→ **Task description**: For the forum thread below on getting hydrogen from a quart of water, say whether each statement agrees with it, answering yes or no and quoting the exact words from the thread that decide it: (a) Mike Reilley replies to the opening post with a figure in grams; (b) toddalin's calculation gives about 105 grams of hydrogen per quart of water; (c) tmtrainz names electrolysis as the easiest way to make hydrogen from water.

# How Much? OT/NT



## John J (Dec 29, 2007)

How much Hydrogen can you get from a quart of water?

How fast can you make it? 

JJ


----------



## Mike Reilley (Jan 2, 2008)

How much power have you got?


----------



## tmtrainz (Feb 9, 2010)

In the simplest of thinking, 2/3rds of the quart is hydrogen, the other 1/3rd is oxygen. 2 hydrogen atoms for every 1 oxygen atom, hence the chemical formula H2O, where the 2 means 2 hydrogens. The easiest way to make hydrogen from water is with electrolysis, which is why Mike Reilly asked how much power you have. 

Tom


----------



## toddalin (Jan 4, 2008)

105 grams


----------



## flats (Jun 30, 2008)

Toddalin-HAHAHA that was a good one.

Ken owner of K&K the road to nowhere


----------



## toddalin (Jan 4, 2008)

Posted By flats on 07 Apr 2011 03:21 PM 
Toddalin-HAHAHA that was a good one.

Ken owner of K&K the road to nowhere


You think?

1 qt x 0.9463 l/qt x 1,000 cu cm/l = 946.3 cu cm

By definition a cubic centimeter of water weights 1 gram

946.3 cu cm x 1 gm / cu cm = 946.3 gm

(946.3 gm x 2 protons) / (10 protons + 8 neutrons) = 105.1 grams / quart of water


----------



## flats (Jun 30, 2008)

Sorry read wrong though he said gallon, anyway stil a good laugh. 

Ken owner of K&K the road to nowhere


----------



## John J (Dec 29, 2007)

Any one see this Hydragon generator this guy has made. He made it to use as a cutting torch and brazzing torch. He also hooked it to his car. Supposedly the Millitary wats him to adapty a Humvee for both gas and Hydrogon. It was sent to me in a E mail 

JJ


----------



## jake3404 (Dec 3, 2010)

→ **Recorded information**:
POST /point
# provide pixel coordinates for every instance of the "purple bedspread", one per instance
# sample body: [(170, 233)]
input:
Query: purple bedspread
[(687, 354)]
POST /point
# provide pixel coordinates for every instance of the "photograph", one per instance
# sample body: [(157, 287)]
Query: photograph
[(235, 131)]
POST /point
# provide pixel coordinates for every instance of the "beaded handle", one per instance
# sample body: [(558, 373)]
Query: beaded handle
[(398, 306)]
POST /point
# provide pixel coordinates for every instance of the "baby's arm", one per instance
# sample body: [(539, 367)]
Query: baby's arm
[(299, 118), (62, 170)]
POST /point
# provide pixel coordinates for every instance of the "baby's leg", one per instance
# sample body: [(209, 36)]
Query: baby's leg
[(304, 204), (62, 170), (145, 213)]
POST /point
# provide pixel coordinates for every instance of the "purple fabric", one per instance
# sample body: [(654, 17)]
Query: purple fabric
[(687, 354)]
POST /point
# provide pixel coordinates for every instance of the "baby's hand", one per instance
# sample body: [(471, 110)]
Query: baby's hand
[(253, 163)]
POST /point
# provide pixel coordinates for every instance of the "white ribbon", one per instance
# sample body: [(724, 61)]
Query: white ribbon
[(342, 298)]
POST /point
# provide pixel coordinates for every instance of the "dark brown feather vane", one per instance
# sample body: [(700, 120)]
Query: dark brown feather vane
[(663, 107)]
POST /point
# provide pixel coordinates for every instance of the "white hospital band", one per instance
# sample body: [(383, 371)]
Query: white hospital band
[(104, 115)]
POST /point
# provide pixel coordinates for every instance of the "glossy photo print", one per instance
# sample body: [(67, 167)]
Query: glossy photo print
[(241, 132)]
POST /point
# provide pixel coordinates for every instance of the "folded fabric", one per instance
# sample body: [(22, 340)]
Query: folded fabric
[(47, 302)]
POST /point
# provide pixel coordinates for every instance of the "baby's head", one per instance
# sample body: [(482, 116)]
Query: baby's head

→ **Exercise output**:
(a) No: "How much power have you got?"
(b) Yes: "105.1 grams / quart of water"
(c) Yes: "The easiest way to make hydrogen from water is with electrolysis"